Copy each line below that contains "hitch".

● ● ● ● ●

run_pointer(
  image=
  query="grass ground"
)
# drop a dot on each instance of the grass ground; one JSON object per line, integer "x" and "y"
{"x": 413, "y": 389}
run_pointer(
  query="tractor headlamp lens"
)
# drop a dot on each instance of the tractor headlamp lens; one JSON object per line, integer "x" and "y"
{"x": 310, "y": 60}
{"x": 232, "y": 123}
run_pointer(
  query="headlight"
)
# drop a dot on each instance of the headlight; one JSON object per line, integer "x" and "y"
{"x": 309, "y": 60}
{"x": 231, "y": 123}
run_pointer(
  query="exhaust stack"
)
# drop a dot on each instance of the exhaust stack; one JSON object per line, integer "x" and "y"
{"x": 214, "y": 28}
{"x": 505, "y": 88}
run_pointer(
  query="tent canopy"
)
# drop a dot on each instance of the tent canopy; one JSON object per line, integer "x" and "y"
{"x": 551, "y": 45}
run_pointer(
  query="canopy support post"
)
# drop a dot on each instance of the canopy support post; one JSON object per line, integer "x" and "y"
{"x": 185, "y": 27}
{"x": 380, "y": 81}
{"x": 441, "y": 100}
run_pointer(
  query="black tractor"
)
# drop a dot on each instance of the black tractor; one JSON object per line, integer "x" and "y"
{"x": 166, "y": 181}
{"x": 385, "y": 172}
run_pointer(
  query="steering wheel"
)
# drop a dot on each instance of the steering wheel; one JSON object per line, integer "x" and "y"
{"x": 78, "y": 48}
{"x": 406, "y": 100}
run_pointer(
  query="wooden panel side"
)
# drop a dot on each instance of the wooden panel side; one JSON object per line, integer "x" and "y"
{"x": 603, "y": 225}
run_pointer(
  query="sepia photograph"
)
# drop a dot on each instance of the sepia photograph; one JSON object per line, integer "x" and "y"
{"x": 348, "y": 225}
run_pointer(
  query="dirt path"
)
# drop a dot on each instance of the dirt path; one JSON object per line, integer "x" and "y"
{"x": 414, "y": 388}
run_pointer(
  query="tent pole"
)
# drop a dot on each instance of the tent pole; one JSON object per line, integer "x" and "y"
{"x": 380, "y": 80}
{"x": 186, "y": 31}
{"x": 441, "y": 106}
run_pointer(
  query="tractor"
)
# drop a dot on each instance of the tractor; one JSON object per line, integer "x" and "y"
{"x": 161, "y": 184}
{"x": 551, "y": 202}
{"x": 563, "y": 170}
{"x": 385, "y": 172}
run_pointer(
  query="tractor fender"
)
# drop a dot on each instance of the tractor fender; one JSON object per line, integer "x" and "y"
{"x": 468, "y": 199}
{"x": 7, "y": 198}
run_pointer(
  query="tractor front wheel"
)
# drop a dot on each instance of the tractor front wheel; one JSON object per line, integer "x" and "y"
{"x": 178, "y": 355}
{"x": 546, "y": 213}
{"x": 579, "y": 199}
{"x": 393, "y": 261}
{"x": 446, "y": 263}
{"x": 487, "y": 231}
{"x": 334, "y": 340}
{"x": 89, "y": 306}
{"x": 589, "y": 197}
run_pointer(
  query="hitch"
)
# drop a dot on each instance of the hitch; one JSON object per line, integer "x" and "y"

● ● ● ● ●

Result for this task:
  query="hitch"
# drop a dot on each instance of the hitch; one JSON object per line, integer "x" and "y"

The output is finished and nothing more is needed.